+++ Available data +++

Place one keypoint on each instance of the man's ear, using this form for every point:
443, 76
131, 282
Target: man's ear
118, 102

+++

What the task requires:
Transcribe every record above exactly as it appears.

Solution to this task:
Place one keypoint on each instance of the man's ear, using this form for every point:
443, 76
131, 282
Target: man's ear
118, 102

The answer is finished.